### Required actions
1. In the Industry 4.0 text, rewrite the passage starting with "What is the" and going on through "by Gordon Benzie.", putting "power loom" in place of "steam engine".
2. What does the Industry 4.0 text say the second industrial revolution brought?
3. Write the next part of the Industry 4.0 text, picking up after its final sentence.

What is the Fourth Industrial Revolution / Industry 4.0?
Simply, the first industrial revolution brought us the steam engine, progressing to the second with the arrival of mass production assembly lines, thanks to Tom Ford. The third was thanks to the 1970’s and the innovation of the computer, transforming the work space. The fourth is now ushering us into a new fully-connected digital age, as a result of the leaps in computer power and efficiency. For more information on the revolutionary stages, visit the blog written by Gordon Benzie.
But what does it actually mean?
It’s no secret that technology has been advancing at a tremendous rate. This means that it is not only more powerful, intuitive and automated, but also more accessible, with companies offering software solutions that are now affordable for micro-sized businesses - sometimes they’re even free!
More importantly however, there are softwares that have been created for small to medium businesses in terms of functionality, offering simplicity and usability. If you can create a spreadsheet and put yourself through all the manual entry and formulation creation, you can certainly use a fully automated production control system.
Driving this revolution are three core aspects, outlined below:
- The Industrial Internet of Things (Internet of Things = everything embedded with sensors that collect and share data with each other).
- Big Data and real time data analysis.
- Secure digital infrastructure to support and trust autonomy.
How will it affect manufacturers?
Tremendously, is the answer. I know this from selling and implementing production control systems on a daily basis. Every business I work with is, however, at different stages of transformation, ranging from all the information being stored in the owner's head, making it impossible for the business to function at an efficient rate (unless it’s a one man band), to having a system which isn’t suitable, either down to lack of research or the business having been sold a lie by a ‘yes man’ sales representative.

### Recorded data

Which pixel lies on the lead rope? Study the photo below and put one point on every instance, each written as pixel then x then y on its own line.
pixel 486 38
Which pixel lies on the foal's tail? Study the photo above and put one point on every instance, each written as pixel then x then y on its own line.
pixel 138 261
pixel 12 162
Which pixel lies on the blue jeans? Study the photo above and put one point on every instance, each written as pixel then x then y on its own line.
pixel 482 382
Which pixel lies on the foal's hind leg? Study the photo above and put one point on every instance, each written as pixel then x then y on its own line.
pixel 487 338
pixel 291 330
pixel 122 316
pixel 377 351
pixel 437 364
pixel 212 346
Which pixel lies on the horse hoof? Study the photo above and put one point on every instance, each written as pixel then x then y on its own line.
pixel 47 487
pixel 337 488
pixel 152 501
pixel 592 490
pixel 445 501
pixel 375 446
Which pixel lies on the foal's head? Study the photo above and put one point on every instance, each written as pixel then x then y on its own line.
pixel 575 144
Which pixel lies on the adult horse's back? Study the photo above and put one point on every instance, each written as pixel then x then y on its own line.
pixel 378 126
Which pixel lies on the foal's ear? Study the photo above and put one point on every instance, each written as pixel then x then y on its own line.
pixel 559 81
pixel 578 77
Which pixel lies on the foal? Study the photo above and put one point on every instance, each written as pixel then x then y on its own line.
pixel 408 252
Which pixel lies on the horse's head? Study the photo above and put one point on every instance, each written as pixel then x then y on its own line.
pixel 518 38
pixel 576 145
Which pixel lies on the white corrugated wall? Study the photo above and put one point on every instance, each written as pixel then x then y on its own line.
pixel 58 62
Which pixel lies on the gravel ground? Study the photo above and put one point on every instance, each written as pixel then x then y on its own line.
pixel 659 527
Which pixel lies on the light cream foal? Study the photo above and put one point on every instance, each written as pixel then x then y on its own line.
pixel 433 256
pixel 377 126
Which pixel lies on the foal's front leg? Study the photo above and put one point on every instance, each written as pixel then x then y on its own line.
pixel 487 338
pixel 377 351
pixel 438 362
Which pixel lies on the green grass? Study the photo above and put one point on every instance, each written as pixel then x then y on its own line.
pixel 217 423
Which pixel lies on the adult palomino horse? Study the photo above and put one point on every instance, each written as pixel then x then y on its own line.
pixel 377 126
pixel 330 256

### The results
1.
What is the Fourth Industrial Revolution / Industry 4.0?
Simply, the first industrial revolution brought us the power loom, progressing to the second with the arrival of mass production assembly lines, thanks to Tom Ford. The third was thanks to the 1970’s and the innovation of the computer, transforming the work space. The fourth is now ushering us into a new fully-connected digital age, as a result of the leaps in computer power and efficiency. For more information on the revolutionary stages, visit the blog written by Gordon Benzie.

2. Mass production assembly lines.

3.
The middle ground - utilised by the largest portion of businesses I work with - is the spread sheet system. Granted, it's better than some scribbles on a piece of paper; however, the truth is that they are now obsolete and simply unnecessary, especially going forward into the fourth industrial revolution. This is because they require large amounts of document creation, manual entry and maintenance.
Production control systems are developed to simplify daily tasks, for example, creating a quote that everyone can refer to and storing it in the cloud so it can never be lost. Manual document creation is a task of the past with this software, as it only requires that you simply drag the information you entered at the quoting stage. This creates your schedule to forecast lead times - capacity planners will tell you in one click the amount of hours already scheduled, allowing you to further drill down into specific machines, or even employees. Furthermore, this is only the tip of the iceberg as far as benefits are concerned.
Benefits of the Fourth Industrial Revolution
Smarter Supply Chains
With connected supply chains, efficiency within business-to-business interactions is vastly improved.
With the capture of data, it will be far easier to see which supplier can give you the most competitive price and has delivered on the promised dates.
With increased information for shop floor availability, businesses are able to make the most of their day, increasing productivity through machinery and personnel efficiency. Softwares such as nesting solutions will reduce waste, ensuring you get the most out of the resources you already have.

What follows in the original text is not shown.